* Task to carry out
Reproduce the entries word for word but drop every picture.

* Data for processing
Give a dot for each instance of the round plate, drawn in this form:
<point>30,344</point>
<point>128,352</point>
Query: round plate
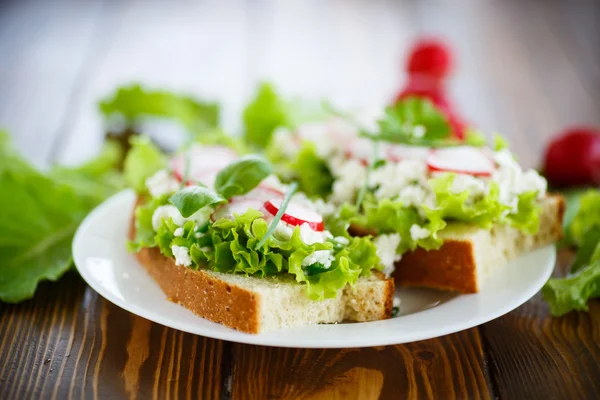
<point>103,261</point>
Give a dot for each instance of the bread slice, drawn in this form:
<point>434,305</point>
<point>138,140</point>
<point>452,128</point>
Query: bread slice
<point>256,305</point>
<point>469,254</point>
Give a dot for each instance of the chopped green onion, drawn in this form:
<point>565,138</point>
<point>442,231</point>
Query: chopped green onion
<point>286,200</point>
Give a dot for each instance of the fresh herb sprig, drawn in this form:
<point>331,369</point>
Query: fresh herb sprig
<point>286,200</point>
<point>235,179</point>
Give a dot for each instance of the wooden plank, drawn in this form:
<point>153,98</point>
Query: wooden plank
<point>68,342</point>
<point>534,356</point>
<point>449,367</point>
<point>531,354</point>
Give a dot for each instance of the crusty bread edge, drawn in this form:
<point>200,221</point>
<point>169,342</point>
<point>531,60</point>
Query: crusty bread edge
<point>236,307</point>
<point>454,266</point>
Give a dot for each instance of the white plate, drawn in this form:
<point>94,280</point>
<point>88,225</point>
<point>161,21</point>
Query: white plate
<point>103,261</point>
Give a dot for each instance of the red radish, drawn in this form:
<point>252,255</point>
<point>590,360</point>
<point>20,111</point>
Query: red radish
<point>398,152</point>
<point>236,206</point>
<point>296,215</point>
<point>461,160</point>
<point>263,193</point>
<point>431,57</point>
<point>203,160</point>
<point>573,158</point>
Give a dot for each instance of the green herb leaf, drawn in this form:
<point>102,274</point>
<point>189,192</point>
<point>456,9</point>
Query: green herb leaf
<point>587,217</point>
<point>263,115</point>
<point>242,176</point>
<point>39,215</point>
<point>286,200</point>
<point>134,102</point>
<point>414,121</point>
<point>191,199</point>
<point>143,160</point>
<point>574,291</point>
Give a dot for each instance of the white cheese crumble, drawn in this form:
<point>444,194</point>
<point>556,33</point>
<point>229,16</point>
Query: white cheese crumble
<point>513,181</point>
<point>324,257</point>
<point>417,233</point>
<point>162,183</point>
<point>350,177</point>
<point>386,251</point>
<point>392,178</point>
<point>166,212</point>
<point>182,255</point>
<point>169,211</point>
<point>342,240</point>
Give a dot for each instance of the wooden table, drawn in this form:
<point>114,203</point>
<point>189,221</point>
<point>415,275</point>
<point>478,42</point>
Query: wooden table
<point>527,69</point>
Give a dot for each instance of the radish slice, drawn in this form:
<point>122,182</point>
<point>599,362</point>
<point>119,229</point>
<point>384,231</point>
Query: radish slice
<point>203,160</point>
<point>461,160</point>
<point>397,152</point>
<point>236,206</point>
<point>296,215</point>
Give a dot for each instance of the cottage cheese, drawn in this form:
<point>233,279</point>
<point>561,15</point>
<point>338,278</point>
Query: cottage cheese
<point>386,251</point>
<point>418,233</point>
<point>324,257</point>
<point>162,183</point>
<point>168,211</point>
<point>182,255</point>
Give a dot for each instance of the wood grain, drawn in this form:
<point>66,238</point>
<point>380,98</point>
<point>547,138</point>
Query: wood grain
<point>68,342</point>
<point>526,69</point>
<point>448,367</point>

* Answer section
Give a dot for each instance of the round plate, drawn in this form:
<point>30,344</point>
<point>128,352</point>
Query: round plate
<point>103,261</point>
Give a dot for each instance of the bread slice, drawn in this form:
<point>434,305</point>
<point>138,140</point>
<point>452,128</point>
Query: bread slice
<point>256,305</point>
<point>469,254</point>
Give a dot for each instance of the chopped green onion, drawn in this form:
<point>565,138</point>
<point>442,231</point>
Query: chopped green onion
<point>286,200</point>
Give a dot for each instance of the fresh herb sprig, drawn in this form:
<point>331,369</point>
Query: fresh herb sprig
<point>286,200</point>
<point>235,179</point>
Give a dot for each instance of the wooden plank, drawn in this form:
<point>153,98</point>
Query: wooden plank
<point>68,342</point>
<point>534,356</point>
<point>449,367</point>
<point>531,354</point>
Give a dot for each instance of the crusty bread edge, drawn in this form:
<point>200,221</point>
<point>169,342</point>
<point>531,60</point>
Query: crusty bread edge
<point>236,307</point>
<point>454,266</point>
Give a dot for each instance of the white plate, drawn in this form:
<point>94,280</point>
<point>88,225</point>
<point>161,21</point>
Query: white plate
<point>103,261</point>
Give a dot for each instance of the red radish, drawn in this form:
<point>252,255</point>
<point>590,360</point>
<point>20,111</point>
Query: red radish
<point>398,152</point>
<point>236,206</point>
<point>296,215</point>
<point>461,160</point>
<point>263,193</point>
<point>431,57</point>
<point>203,160</point>
<point>573,158</point>
Give a dot for each instance of the green herb leaf, drawn in this form:
<point>102,274</point>
<point>189,192</point>
<point>456,9</point>
Query: green herb leaf
<point>587,217</point>
<point>263,115</point>
<point>242,176</point>
<point>39,215</point>
<point>286,200</point>
<point>134,102</point>
<point>414,121</point>
<point>191,199</point>
<point>143,160</point>
<point>574,291</point>
Give a dot for each instance of the white cheese crumble, drawn in this form:
<point>444,194</point>
<point>556,33</point>
<point>229,16</point>
Query: white cheese crumble
<point>513,181</point>
<point>324,257</point>
<point>417,233</point>
<point>162,183</point>
<point>350,177</point>
<point>386,251</point>
<point>392,178</point>
<point>166,212</point>
<point>182,255</point>
<point>169,211</point>
<point>342,240</point>
Give a dot for each instance of the wooden table, drawn in this form:
<point>114,203</point>
<point>189,221</point>
<point>415,275</point>
<point>478,42</point>
Query: wooden table
<point>527,69</point>
Give a dot for each instance of the radish slice, drawn in this form:
<point>122,182</point>
<point>599,362</point>
<point>119,229</point>
<point>384,231</point>
Query: radish slice
<point>203,160</point>
<point>461,160</point>
<point>397,152</point>
<point>236,206</point>
<point>296,215</point>
Give a dot for each instance of the cottage cheese, drawn in this form:
<point>233,279</point>
<point>561,15</point>
<point>338,278</point>
Query: cottage cheese
<point>386,251</point>
<point>418,233</point>
<point>324,257</point>
<point>162,183</point>
<point>168,211</point>
<point>182,255</point>
Give a dot for each instance of the wood grain, drawn in this form:
<point>66,238</point>
<point>380,98</point>
<point>547,138</point>
Query: wood grain
<point>68,342</point>
<point>526,69</point>
<point>448,367</point>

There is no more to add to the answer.